**What is needed:** Return every line of the records that follow, word for word and in the same order.

>> START

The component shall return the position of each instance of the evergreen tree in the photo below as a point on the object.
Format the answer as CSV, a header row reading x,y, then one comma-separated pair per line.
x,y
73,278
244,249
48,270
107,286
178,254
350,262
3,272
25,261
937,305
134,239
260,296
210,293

>> END

**Output of the task:**
The component shall return the position of each instance of the evergreen tree in the photo below as a point on the object.
Format the answer as CSV, a header row reading x,y, then one comma-separated pair per line.
x,y
73,278
244,249
48,270
107,286
178,254
350,262
3,272
25,261
937,305
134,239
260,296
210,293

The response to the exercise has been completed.